TO DO | The expected output is the data below, restated word for word.

(Referring expression pointing data)

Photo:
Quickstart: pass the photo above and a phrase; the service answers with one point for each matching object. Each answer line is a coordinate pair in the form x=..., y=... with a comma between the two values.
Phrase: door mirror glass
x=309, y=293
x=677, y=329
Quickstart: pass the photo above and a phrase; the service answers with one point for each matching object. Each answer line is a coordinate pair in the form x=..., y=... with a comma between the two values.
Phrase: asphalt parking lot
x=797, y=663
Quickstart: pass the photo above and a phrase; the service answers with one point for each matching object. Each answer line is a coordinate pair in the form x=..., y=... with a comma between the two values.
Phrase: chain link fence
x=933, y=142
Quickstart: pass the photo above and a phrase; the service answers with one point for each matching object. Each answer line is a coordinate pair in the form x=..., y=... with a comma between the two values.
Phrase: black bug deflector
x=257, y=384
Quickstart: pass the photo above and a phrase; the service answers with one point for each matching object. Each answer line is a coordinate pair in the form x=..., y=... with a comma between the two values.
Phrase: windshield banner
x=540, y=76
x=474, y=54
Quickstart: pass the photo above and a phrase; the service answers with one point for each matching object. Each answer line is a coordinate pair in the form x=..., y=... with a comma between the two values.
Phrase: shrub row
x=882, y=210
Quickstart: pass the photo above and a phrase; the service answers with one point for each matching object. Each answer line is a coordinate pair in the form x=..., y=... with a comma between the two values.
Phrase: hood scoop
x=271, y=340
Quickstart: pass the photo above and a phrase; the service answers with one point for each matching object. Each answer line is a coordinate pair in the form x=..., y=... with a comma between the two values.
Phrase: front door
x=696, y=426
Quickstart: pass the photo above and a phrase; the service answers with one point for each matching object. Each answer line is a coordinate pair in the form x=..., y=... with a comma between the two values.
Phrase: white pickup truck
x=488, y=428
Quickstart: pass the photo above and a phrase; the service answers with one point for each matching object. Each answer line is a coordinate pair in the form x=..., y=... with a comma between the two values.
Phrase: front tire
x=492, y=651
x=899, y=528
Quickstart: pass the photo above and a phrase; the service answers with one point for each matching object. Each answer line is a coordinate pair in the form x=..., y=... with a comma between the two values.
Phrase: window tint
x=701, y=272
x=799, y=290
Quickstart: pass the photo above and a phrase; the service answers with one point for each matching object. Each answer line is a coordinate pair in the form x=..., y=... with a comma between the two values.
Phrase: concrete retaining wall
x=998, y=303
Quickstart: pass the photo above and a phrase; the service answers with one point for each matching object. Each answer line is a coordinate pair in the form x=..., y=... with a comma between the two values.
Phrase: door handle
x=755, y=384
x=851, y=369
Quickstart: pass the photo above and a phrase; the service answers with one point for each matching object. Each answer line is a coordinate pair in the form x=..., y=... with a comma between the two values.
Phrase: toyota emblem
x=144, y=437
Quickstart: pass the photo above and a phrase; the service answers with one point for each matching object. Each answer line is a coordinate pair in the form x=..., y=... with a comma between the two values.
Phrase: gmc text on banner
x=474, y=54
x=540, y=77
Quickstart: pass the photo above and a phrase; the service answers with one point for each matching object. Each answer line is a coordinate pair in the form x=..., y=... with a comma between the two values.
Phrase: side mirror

EXERCISE RESPONSE |
Photo:
Quickstart: pass the photo above and a phrase; the service answers with one point for each matching object. Each answer line is a coordinate pair in the form x=..., y=... with a comma between the two values.
Phrase: door mirror glass
x=309, y=293
x=677, y=329
Quickstart: pass the photo above and a phrase; the service answers with one point for each matching object. Each answer line is a coordinate pair in the form x=..., y=... with a comma between the two values.
Phrase: asphalt parking lot
x=797, y=663
Quickstart: pass the photo above and a phrase; the service answers with one point for each matching object. Each answer line is a coordinate pair in the form x=..., y=... with a comma between the two values.
Phrase: chain link fence
x=933, y=142
Quickstart: pass the photo above and a phrase; the service answers with one point for each matching object. Each answer line is a coordinate pair in the form x=..., y=... with a comma between the two values.
Phrase: black bug deflector
x=257, y=384
Quickstart: pass the photo above and a phrase; the service answers with one point for each matching object. Each answer line is a coordinate pair in the form x=..., y=... with a comma between the two values.
Phrase: windshield banner
x=540, y=76
x=474, y=54
Quickstart: pass the photo above and a phrase; the service answers with one point for each matching object. Each answer line is a coordinate pair in the form x=..., y=... with a comma between the two values.
Phrase: shrub row
x=882, y=210
Quickstart: pass the photo above and a phrase; the service answers with one point for each matching object. Each answer line is a coordinate pair in the form x=..., y=... with a comma between the two values.
Phrase: hood scoop
x=271, y=340
Quickstart: pass the photo above and a phrase; the service answers with one point for each matching object. Each answer line is a coordinate pair in the form x=..., y=... with a comma between the two values.
Phrase: front door
x=696, y=426
Quickstart: pass the photo above and a phrase; the service answers with one point for each matching object. Each answer line is a coordinate pair in the form x=..., y=... with a comma between the two values.
Phrase: white pickup truck
x=488, y=428
Quickstart: pass the photo above and a phrase; the service answers with one point for each matching object. Each answer line is a coordinate pair in the form x=..., y=... with a comma between the two values.
Phrase: front tire
x=492, y=651
x=899, y=528
Quickstart: pass the photo above and a phrase; the service answers with one point for each matching object. Each answer line is a coordinate pair in the form x=..., y=... with a comma between the two values.
Phrase: window tint
x=701, y=272
x=799, y=290
Quickstart: pass the photo above and a phrase; the service answers with one point for each matching object. Each answer line is a coordinate pair in the form x=..., y=... with a comma between the two values.
Phrase: concrete retaining wall
x=998, y=303
Quickstart: pass the photo above and a phrase; the service answers with one point for each matching object. Each answer line is a coordinate pair in the form x=..., y=... with a comma between the two values.
Phrase: door handle
x=755, y=384
x=851, y=369
Quickstart: pass the photo above and a phrase; the service answers with one point for each matching object. Each answer line is a coordinate pair in the form x=..., y=... with a comma between the two values.
Phrase: toyota emblem
x=144, y=437
Quickstart: pass the photo above and a phrase; the service answers with one point for each matching object. Each answer line is a coordinate pair in the form x=..., y=... with a comma between the two values.
Phrase: gmc text on banner
x=474, y=54
x=540, y=77
Quickstart: pass the photo above and a phrase; the service answers with one point for each matching object. Each answer line is a coordinate pair in the form x=..., y=... with a comma between the two values.
Phrase: side mirror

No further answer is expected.